## [Problem to work on]
Copy every one of the entries below word for word, but leave the pictures out of your answer.
╭─ Stored data
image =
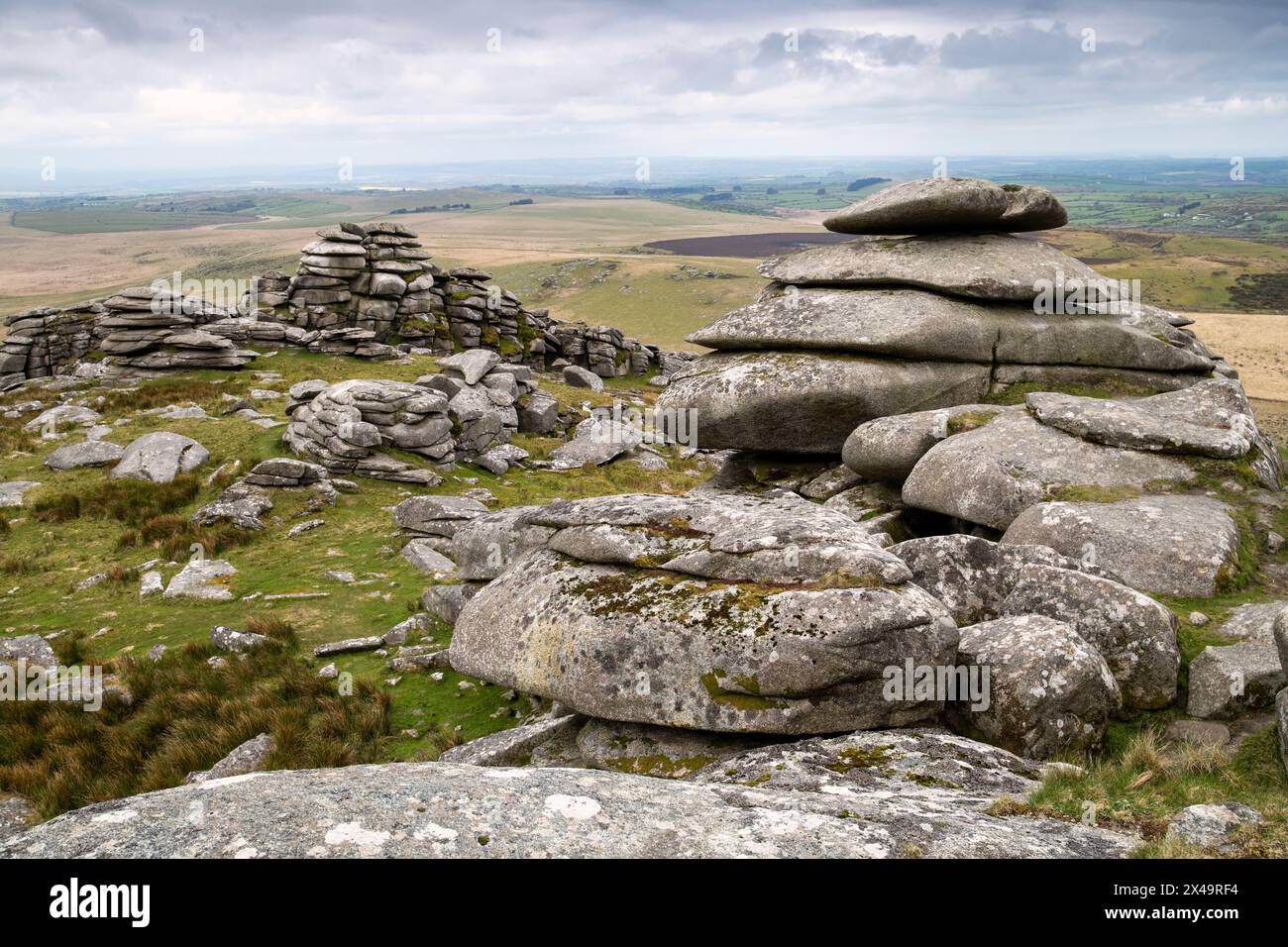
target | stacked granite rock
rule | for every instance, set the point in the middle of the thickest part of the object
(140, 330)
(722, 616)
(40, 341)
(151, 329)
(344, 427)
(887, 325)
(468, 412)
╰─
## [Solved problem]
image =
target | stacked granite rock
rule | for every instance, set the point in the middle of the thickest part of the object
(140, 330)
(722, 616)
(40, 341)
(151, 329)
(344, 427)
(887, 325)
(468, 412)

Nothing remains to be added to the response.